> _ASSIGNMENT_
Write out nothing except the lines running from the one containing "Target: rocky cliff face" to the last line of the data, exactly as they stand.

> _Dataset entries_
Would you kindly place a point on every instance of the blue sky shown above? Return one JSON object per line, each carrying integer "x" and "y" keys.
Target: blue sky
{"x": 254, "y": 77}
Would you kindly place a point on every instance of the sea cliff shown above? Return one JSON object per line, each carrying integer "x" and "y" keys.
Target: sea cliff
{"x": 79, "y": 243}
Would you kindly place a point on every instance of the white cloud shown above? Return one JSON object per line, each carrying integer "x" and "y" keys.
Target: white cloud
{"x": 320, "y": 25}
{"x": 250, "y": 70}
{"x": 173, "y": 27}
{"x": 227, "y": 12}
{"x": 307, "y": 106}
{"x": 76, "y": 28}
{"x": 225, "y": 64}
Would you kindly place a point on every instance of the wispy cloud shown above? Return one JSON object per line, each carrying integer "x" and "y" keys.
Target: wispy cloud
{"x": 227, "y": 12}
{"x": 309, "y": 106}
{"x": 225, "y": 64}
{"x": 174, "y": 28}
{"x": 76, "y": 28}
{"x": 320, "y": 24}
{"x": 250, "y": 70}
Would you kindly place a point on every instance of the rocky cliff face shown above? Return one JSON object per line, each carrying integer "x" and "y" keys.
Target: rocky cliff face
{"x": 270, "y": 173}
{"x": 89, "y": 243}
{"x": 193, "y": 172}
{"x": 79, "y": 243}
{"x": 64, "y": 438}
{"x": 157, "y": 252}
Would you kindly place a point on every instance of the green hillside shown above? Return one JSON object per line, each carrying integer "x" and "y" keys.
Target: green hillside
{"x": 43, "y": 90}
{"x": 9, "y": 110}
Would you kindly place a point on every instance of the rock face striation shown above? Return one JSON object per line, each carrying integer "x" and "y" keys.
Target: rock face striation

> _FINISHED TASK_
Target: rocky cliff face
{"x": 270, "y": 173}
{"x": 89, "y": 243}
{"x": 193, "y": 172}
{"x": 79, "y": 243}
{"x": 64, "y": 438}
{"x": 157, "y": 252}
Would you kindly place a point on every instance of the green hillside shown above? Return one JSON object per line, each carrying integer "x" and "y" keys.
Target: green hillside
{"x": 43, "y": 90}
{"x": 9, "y": 110}
Would you kindly place a point on every instance of the rock face striation shown above? Return one JSON object per line, each carrying integer "x" and "y" keys.
Target: rock face striation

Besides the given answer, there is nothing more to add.